These people don’t matter until the “core” gamer crowd is addressed. Oh, but don’t worry. Female gamers get Cooking Mama and pet games that end in the letter Z. At least LGBTQ+ players get BioWare games. At least players of color get side characters who get emotional deaths. That Assassin’s Creed spinoff had a person of color as the protagonist, right? Publishers don’t owe them (or anyone, for that matter) anything, so why bother? A great portion of people, particularly the more vocal users of the internet who would probably choose a false interpretation of a fedora over any other kind of headwear, complacently believe we live in this mythical post-discrimination society, which simply isn’t the case, and the video game industry is a perfect example of this imbalance.

The problem isn’t that there are tropes in gaming, it’s which tropes the video game industry has chosen to fixate upon for the past twenty years.

The first popular games with anything resembling stories, such as Donkey Kong and The Legend of Zelda, followed the typical tropes of “hero rescues princess” and “man saves the day” because that’s how many stories have always been for thousands of years. Tropes such as these are sometimes unavoidable because everything is a trope. A buff macho hero is a trope, a defenseless princess is a trope, and a flamboyant gay man who can’t defend himself is a trope, but so is a lead who is a strong lesbian woman who will shoot all opposition in the face while making immature jokes. The problem isn’t that there are tropes in gaming—that’s unavoidable—it’s which tropes the video game industry has chosen to fixate upon and which tropes it has chosen to avoid for the past twenty years.

In a world where movies about Disney princesses who aren’t white make headlines for the character’s ethnicity, it isn’t too surprising that video games that don’t follow the unofficial rules of this straight, white, teenage boy industry are either panned, unsuccessful, or never even made.

Developers had to fight to get the protagonist to even stay a woman–they were directly told that the game would not succeed without a male lead despite nearly half of gamers being women.

» **Record set**:
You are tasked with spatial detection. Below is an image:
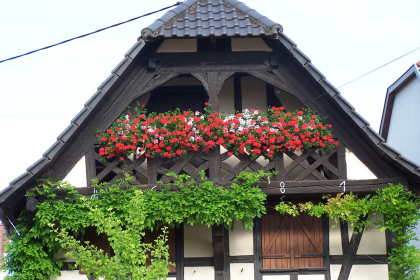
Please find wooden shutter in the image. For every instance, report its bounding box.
[144,228,176,272]
[261,214,323,269]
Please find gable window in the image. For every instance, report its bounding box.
[197,38,232,52]
[144,228,179,274]
[261,214,324,269]
[146,86,209,113]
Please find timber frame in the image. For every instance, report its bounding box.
[0,0,420,280]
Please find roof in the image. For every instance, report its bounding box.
[0,0,420,234]
[141,0,283,38]
[379,64,420,140]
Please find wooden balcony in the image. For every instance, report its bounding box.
[86,142,347,185]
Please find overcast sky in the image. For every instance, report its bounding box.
[0,0,420,189]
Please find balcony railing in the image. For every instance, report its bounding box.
[87,141,347,185]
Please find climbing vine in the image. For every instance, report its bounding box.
[2,171,271,280]
[276,184,420,280]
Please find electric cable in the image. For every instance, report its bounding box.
[0,2,182,63]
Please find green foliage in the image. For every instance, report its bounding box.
[2,172,271,280]
[276,184,420,280]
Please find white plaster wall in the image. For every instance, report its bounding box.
[346,264,389,280]
[330,264,341,280]
[157,39,197,53]
[231,38,273,52]
[241,76,267,112]
[274,88,304,111]
[357,215,387,255]
[51,270,87,280]
[330,219,343,255]
[230,263,254,280]
[229,221,254,256]
[184,224,213,258]
[63,157,87,187]
[219,77,235,113]
[298,274,325,280]
[386,77,420,164]
[262,275,290,280]
[346,150,377,180]
[184,266,214,280]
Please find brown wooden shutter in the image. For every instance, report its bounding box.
[262,214,323,269]
[144,228,176,272]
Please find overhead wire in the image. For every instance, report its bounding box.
[0,2,182,63]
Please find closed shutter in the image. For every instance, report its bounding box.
[144,228,176,272]
[261,214,323,269]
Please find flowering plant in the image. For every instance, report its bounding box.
[98,103,338,160]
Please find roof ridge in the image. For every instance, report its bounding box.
[139,0,283,39]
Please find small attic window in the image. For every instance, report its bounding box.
[197,38,232,52]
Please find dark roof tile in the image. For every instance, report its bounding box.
[289,47,311,65]
[378,142,401,159]
[125,40,146,59]
[42,140,64,159]
[320,78,340,97]
[334,94,354,113]
[141,0,283,37]
[57,123,78,143]
[26,157,50,174]
[348,111,370,129]
[396,156,419,172]
[363,125,385,145]
[305,63,325,81]
[111,56,133,76]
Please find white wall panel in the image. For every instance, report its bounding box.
[241,77,267,112]
[263,275,290,280]
[231,38,273,52]
[184,224,213,258]
[330,264,341,280]
[298,274,325,280]
[357,215,387,255]
[346,264,389,280]
[230,263,254,280]
[346,151,377,180]
[229,221,254,256]
[63,157,87,187]
[330,219,343,255]
[219,77,235,113]
[51,270,87,280]
[184,266,214,280]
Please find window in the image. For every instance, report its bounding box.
[146,86,209,113]
[261,214,324,269]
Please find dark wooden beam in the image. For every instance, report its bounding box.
[39,177,407,202]
[322,215,331,280]
[85,146,96,187]
[337,219,364,280]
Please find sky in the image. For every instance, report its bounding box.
[0,0,420,189]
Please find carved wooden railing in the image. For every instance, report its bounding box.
[86,142,347,184]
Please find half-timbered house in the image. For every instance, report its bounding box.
[0,0,420,280]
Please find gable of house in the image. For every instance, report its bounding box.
[0,0,420,280]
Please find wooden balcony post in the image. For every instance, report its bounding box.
[274,152,286,181]
[147,157,157,184]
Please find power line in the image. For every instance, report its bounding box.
[0,2,182,63]
[307,44,420,101]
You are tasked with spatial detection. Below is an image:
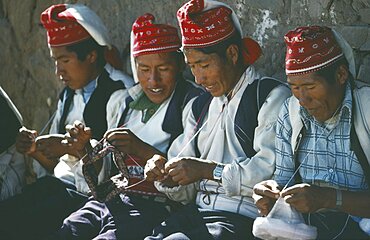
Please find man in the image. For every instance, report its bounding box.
[254,26,370,239]
[0,87,30,201]
[50,13,203,239]
[0,4,132,239]
[146,0,289,239]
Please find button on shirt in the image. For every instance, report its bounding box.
[274,83,368,191]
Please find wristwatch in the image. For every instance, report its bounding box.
[213,163,225,182]
[335,189,343,209]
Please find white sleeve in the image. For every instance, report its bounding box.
[107,89,129,129]
[222,86,291,196]
[154,99,199,204]
[49,100,63,134]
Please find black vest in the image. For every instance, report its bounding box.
[0,95,22,153]
[192,77,283,158]
[59,69,125,139]
[117,79,204,147]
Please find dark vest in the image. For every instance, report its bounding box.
[117,79,204,147]
[0,95,22,153]
[192,77,283,158]
[59,69,125,139]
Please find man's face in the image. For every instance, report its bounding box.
[287,72,344,122]
[50,47,96,90]
[135,53,180,104]
[184,49,239,97]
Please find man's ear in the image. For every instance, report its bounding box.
[335,64,349,85]
[86,50,98,63]
[226,44,239,65]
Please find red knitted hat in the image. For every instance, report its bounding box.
[177,0,262,65]
[131,13,181,57]
[177,0,235,48]
[284,26,343,75]
[40,4,110,47]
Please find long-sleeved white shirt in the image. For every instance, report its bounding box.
[155,66,290,218]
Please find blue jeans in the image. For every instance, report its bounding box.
[50,195,173,240]
[145,204,254,240]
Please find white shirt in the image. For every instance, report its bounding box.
[155,66,290,218]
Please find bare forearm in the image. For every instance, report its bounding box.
[30,151,58,173]
[136,143,166,160]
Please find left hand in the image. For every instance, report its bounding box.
[104,128,147,157]
[165,158,216,185]
[36,134,68,159]
[281,183,331,213]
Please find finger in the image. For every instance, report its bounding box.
[164,161,178,174]
[61,139,72,147]
[73,120,85,130]
[253,186,280,199]
[104,128,125,138]
[281,184,306,197]
[165,164,182,177]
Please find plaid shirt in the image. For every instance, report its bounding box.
[274,83,368,191]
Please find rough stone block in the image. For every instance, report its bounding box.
[335,26,369,49]
[358,8,370,24]
[357,64,370,82]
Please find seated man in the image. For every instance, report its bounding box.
[0,4,133,239]
[146,0,290,239]
[0,87,30,201]
[50,14,203,239]
[254,26,370,239]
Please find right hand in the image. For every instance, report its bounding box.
[62,121,92,156]
[15,127,38,154]
[253,180,280,216]
[144,154,167,182]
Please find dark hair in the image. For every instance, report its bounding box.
[66,37,106,67]
[191,31,242,63]
[316,56,348,85]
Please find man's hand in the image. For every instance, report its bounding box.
[281,183,335,213]
[165,158,216,185]
[15,127,37,154]
[104,128,148,159]
[62,121,92,157]
[253,180,280,216]
[144,154,167,182]
[36,134,68,160]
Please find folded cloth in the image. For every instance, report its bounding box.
[252,198,317,240]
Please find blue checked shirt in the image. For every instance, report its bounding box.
[274,83,368,191]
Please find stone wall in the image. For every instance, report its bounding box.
[0,0,370,130]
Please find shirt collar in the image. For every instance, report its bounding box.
[81,76,99,103]
[299,80,352,128]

» **Tasks**:
A) In the video game text, which two early popular games are named as following the "hero rescues princess" trope?
B) Transcribe the video game text, starting at the words "In a world where" and stopping after "gamers being women.".
The records have no connection to the text.

» **Response list**:
A) Donkey Kong and The Legend of Zelda.

B)
In a world where movies about Disney princesses who aren’t white make headlines for the character’s ethnicity, it isn’t too surprising that video games that don’t follow the unofficial rules of this straight, white, teenage boy industry are either panned, unsuccessful, or never even made.

Developers had to fight to get the protagonist to even stay a woman–they were directly told that the game would not succeed without a male lead despite nearly half of gamers being women.